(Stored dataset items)
□ □ □ □
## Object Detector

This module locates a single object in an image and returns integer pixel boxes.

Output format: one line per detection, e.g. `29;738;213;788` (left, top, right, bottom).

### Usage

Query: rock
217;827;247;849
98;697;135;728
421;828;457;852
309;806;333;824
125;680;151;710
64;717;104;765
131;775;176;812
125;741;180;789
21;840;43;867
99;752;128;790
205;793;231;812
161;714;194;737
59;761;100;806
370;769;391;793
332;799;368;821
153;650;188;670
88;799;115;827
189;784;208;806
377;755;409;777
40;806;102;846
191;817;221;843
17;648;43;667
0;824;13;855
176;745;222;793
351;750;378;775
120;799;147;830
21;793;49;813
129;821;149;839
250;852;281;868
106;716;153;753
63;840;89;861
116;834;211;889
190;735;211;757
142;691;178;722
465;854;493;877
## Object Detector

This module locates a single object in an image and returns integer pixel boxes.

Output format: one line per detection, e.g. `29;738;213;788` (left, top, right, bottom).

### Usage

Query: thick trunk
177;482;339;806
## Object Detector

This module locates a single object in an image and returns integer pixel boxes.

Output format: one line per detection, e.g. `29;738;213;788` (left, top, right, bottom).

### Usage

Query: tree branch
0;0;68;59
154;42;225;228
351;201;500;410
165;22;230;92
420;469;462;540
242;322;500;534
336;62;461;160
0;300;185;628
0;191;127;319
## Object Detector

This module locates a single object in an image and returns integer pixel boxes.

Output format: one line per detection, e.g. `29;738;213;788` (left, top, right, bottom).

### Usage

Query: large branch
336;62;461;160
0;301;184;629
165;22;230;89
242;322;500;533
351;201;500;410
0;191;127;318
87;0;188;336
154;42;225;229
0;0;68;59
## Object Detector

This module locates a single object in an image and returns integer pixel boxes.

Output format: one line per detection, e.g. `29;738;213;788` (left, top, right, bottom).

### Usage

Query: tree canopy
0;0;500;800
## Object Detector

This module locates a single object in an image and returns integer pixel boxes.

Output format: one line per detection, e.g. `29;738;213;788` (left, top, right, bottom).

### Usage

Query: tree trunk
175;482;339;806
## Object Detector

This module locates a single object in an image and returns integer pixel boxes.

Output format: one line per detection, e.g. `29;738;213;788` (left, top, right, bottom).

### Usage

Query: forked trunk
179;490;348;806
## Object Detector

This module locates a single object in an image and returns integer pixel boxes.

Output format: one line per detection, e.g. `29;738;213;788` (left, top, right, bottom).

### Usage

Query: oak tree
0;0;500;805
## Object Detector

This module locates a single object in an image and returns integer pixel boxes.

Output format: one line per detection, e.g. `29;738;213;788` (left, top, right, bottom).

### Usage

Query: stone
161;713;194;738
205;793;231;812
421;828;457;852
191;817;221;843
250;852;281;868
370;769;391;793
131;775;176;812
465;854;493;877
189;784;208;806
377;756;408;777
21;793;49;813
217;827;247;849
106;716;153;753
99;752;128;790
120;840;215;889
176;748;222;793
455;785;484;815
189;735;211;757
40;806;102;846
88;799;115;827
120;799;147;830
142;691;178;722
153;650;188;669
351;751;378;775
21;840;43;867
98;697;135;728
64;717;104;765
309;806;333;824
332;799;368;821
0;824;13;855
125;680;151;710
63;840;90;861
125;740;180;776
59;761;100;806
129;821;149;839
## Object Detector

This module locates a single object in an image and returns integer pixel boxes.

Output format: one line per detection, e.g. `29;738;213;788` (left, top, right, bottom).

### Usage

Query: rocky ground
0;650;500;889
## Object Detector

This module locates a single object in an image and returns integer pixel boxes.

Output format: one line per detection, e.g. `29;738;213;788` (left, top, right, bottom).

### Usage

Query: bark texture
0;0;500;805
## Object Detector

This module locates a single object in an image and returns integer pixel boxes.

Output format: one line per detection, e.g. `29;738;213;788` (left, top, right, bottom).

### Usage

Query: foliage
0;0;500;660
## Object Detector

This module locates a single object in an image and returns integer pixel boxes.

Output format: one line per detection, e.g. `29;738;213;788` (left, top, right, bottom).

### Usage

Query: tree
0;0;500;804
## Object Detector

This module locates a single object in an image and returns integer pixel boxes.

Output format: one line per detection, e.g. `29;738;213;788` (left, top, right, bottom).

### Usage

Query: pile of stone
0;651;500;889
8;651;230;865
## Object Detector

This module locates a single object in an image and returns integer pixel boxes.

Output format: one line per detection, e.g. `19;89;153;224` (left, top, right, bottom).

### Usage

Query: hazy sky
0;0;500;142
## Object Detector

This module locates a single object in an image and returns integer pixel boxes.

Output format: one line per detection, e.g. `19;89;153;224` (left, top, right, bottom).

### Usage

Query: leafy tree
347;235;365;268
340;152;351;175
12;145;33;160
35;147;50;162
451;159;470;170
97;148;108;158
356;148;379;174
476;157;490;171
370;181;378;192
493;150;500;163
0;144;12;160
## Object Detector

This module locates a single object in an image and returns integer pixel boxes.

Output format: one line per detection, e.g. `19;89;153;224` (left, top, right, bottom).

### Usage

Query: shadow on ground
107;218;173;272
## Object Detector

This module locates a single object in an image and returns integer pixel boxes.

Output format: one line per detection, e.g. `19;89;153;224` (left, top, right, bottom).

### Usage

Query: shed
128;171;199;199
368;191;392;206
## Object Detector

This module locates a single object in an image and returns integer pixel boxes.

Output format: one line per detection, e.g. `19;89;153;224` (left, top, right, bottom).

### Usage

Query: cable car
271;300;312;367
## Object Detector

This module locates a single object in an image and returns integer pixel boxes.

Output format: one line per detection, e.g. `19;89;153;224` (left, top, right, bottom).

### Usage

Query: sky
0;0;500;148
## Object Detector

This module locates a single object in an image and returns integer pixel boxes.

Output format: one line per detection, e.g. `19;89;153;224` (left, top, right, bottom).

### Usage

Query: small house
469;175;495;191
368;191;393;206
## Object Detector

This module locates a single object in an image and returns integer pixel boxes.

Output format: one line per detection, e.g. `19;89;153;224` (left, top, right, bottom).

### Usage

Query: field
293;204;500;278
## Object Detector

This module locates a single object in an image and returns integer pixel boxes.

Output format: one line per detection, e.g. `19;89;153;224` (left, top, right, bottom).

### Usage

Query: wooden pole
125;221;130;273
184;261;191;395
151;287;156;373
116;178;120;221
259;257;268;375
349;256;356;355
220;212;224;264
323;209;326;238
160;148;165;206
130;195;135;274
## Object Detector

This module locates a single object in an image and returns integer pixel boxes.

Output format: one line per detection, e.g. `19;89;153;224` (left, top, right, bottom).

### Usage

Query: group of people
□ □ □ □
Count the lines of the records that contain the string "trunk", treating case as significant, and give only the number.

** RESULT OF THE TASK **
3